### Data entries

'''

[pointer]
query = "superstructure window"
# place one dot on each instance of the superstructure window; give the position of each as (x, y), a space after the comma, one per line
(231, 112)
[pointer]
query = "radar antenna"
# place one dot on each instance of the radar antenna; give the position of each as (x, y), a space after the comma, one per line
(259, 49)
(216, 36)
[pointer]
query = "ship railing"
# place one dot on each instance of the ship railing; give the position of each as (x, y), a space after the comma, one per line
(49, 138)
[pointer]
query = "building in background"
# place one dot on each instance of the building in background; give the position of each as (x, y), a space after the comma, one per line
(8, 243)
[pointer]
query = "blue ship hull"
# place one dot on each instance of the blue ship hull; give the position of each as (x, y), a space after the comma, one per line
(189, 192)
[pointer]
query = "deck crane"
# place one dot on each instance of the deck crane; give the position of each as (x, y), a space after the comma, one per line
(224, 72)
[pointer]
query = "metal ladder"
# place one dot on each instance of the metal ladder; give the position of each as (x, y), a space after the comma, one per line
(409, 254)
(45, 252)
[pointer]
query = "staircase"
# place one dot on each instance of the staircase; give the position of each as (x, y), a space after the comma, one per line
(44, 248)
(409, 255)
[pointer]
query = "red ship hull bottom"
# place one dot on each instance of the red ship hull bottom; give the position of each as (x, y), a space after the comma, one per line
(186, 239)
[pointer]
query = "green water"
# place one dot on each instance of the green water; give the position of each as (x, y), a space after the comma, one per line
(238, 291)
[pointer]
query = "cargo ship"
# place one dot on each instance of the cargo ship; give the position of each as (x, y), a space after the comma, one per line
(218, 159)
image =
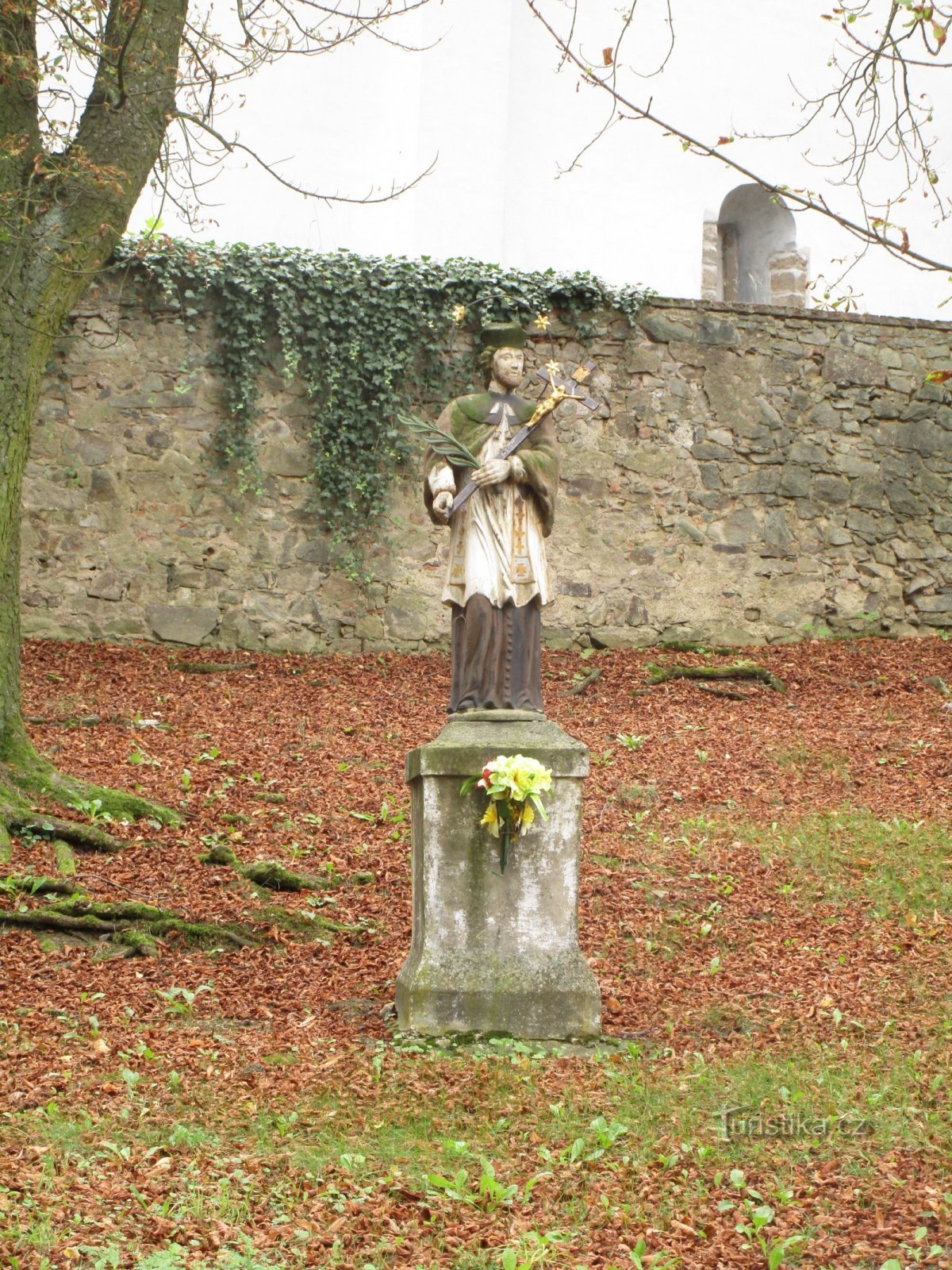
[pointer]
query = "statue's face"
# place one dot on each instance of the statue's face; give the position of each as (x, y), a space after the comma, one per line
(509, 368)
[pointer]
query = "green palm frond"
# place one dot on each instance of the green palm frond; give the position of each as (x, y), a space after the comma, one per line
(441, 442)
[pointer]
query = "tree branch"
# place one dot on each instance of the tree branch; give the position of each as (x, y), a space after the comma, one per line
(875, 232)
(236, 146)
(19, 83)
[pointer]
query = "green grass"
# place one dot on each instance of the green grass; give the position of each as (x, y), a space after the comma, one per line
(890, 867)
(589, 1142)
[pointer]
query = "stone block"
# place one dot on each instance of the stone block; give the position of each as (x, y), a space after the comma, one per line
(795, 482)
(663, 329)
(844, 366)
(181, 624)
(492, 952)
(829, 489)
(720, 332)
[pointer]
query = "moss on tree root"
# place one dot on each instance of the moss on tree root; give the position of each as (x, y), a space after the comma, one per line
(742, 671)
(27, 781)
(130, 924)
(263, 873)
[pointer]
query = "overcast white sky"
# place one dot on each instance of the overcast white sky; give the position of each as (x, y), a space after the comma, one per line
(488, 103)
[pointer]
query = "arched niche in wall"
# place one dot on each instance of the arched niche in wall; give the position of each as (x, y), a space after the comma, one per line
(750, 252)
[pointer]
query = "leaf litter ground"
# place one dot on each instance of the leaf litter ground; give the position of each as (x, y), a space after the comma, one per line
(767, 903)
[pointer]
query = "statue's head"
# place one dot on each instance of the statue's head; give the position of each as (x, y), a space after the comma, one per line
(501, 357)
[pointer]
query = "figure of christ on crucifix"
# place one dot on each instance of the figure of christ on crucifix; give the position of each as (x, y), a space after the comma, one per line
(498, 577)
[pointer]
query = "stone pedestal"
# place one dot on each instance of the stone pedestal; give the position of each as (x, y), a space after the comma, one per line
(495, 952)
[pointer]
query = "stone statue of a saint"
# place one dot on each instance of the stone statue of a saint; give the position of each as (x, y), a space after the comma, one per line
(498, 579)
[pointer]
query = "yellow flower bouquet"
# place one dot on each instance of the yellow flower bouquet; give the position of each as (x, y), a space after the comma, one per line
(514, 787)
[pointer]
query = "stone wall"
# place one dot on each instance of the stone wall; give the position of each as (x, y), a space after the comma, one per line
(753, 475)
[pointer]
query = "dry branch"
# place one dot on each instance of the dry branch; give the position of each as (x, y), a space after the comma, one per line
(743, 671)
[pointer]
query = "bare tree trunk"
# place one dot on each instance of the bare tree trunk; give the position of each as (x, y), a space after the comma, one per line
(61, 214)
(23, 357)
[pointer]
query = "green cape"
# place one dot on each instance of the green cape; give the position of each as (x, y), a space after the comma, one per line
(539, 452)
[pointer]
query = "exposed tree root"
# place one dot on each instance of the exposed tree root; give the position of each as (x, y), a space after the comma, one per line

'''

### Short task
Print all of the entries word for word. Omit the pictures they contain.

### Completed task
[pointer]
query = "superstructure window"
# place one dot on each instance of the superstructure window; give the position of each as (x, y), a space after the comma, one per line
(231, 112)
[pointer]
query = "radar antenna"
# place one dot on each instance of the radar antenna; give the position of each as (x, y), a space after the comma, one per line
(259, 49)
(216, 36)
[pointer]
query = "ship railing"
# place one dot on each instance of the ship railing; give the position of each as (x, y), a space after the comma, one per line
(49, 138)
[pointer]
query = "building in background"
# place one dot on each instance of the building in background; give the position of each as (x, y), a space after the comma, one per line
(8, 243)
[pointer]
query = "blue ship hull"
# place one dot on each instance of the blue ship hull; give the position of each as (x, y), a space after the comma, one per line
(189, 192)
[pointer]
query = "deck crane"
# place one dot on each instance of the deck crane; give the position of each as (x, y), a space after the comma, one per line
(224, 72)
[pointer]
query = "metal ladder"
# place one dot on each instance of the metal ladder; give the position of each as (x, y), a space after the comma, one per line
(409, 254)
(45, 252)
[pointer]
query = "staircase"
# place one dot on each instance of the staircase; give the position of each as (x, y), a space after the comma, one per line
(44, 248)
(409, 255)
[pointer]
query = "red ship hull bottom"
# place one dot on each instance of the red ship hull bottom; give the position of each as (x, y), a space after the comma, one per line
(186, 239)
[pointer]
query = "green water"
# place one dot on each instance of the green water; give the position of each as (x, y), a space after the comma, one per line
(238, 291)
[pointer]
query = "cargo ship"
# place one dot on each instance of the cargo ship; give the position of each as (x, y), a space after the comma, one per line
(218, 159)
image =
[pointer]
query = "statue's face"
# place one dot on each instance of the statue's face; give the position of each as (x, y), a space after the comma, one per line
(509, 368)
[pointer]
query = "green palm frond"
# place one dot on each instance of the green palm frond; give the position of each as (x, y), a space after the comma, one per line
(441, 442)
[pointer]
query = "tree branch"
# place one dot on each instance of the tree branch; give the position of each as (x, y), a space after the comma, one per line
(875, 232)
(236, 146)
(19, 83)
[pointer]
query = "green grass"
# place one dot on each instance of the green grass; give the position of each as (x, y), a space after the comma, one per line
(890, 867)
(589, 1142)
[pointer]
query = "stone block"
# place one dot on each instance of the stone block; give the position of each as (x, y), a space after the comma, one per line
(795, 482)
(663, 329)
(844, 366)
(181, 624)
(492, 952)
(829, 489)
(720, 332)
[pointer]
query = "moss on tree root"
# place one dot on each instance of the moss on tree root; give the position of each as (x, y), a space after the comma, one per line
(742, 671)
(27, 781)
(130, 924)
(263, 873)
[pointer]
query = "overcast white sky"
# place one dot on each instance of the overcast white sky; give the position of each as (x, y), a space after the comma, one per line
(488, 103)
[pointer]
query = "arched niche in wall"
# place one dot on each instance of the arched niche in wall; give the position of each as (x, y), a space after the comma, one per line
(750, 252)
[pointer]
query = "leaf litter ground"
# place one dot on each instance of the leaf litter ground; give the position of each as (x, y), a space after the comma, one per line
(767, 903)
[pointer]
query = "statue's head"
# place one dot on each instance of the statue's head; give the position of each as (x, y), a space after the comma, one per line
(501, 357)
[pointer]
query = "figure of christ on crucifix"
# place one dot on each instance of the figure of christ on crucifix; give the position of each as (x, y), a space after the comma, one per line
(498, 577)
[pointer]
query = "stone pedestal"
# place one dot on each instance of the stone pedestal; give the position of each as (x, y), a space after the comma, one per line
(495, 952)
[pointer]
query = "stone statue of a saint"
# place one dot on each instance of the stone statue of a saint; give the position of each as (x, y), a space after the comma, one per line
(498, 579)
[pointer]
query = "yellow flower bouquet"
# place one dot on each instance of the yellow flower bouquet; give the position of each as (x, y), a space after the comma, one per line
(514, 787)
[pointer]
query = "stone wall"
# place one dot on each instance of the stone wall; give the position of each as (x, y), a space after the comma, one per line
(753, 475)
[pointer]
query = "dry branch"
# place one dot on each instance of the dry branch; give the position of each as (x, y), a space after the comma, one per line
(743, 671)
[pointer]
query = "bare tree trunk"
# place one dot on each instance of the bare tree trunk; give the position of each as (x, y), a space after the comma, one per line
(61, 214)
(23, 357)
[pointer]
query = "green cape"
# place one dot on each instance of the green cape; give the position of each as (x, y), a space after the comma, one per line
(539, 452)
[pointer]
query = "exposed tree root"
# place one dot on each instance of the exposed tree root; give the position of each as (x, y), a space after the comma, one per line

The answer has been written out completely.